>>>
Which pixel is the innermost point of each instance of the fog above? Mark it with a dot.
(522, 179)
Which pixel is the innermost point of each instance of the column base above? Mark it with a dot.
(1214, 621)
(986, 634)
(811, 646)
<<<
EXERCISE TASK: Express the entries from the line containing "base above? Mark it with a dot." through the end of the entries, inclusive, as a two-column CSV with the header text,answer. Put each text and its answer on one row, with each value in a single quoted field and line breaks replaced by spaces.

CORRECT ANSWER:
text,answer
"Which pixel is the innermost point of each instance of the column base above? Mark it with a dot.","(1214, 621) (986, 634) (811, 646)"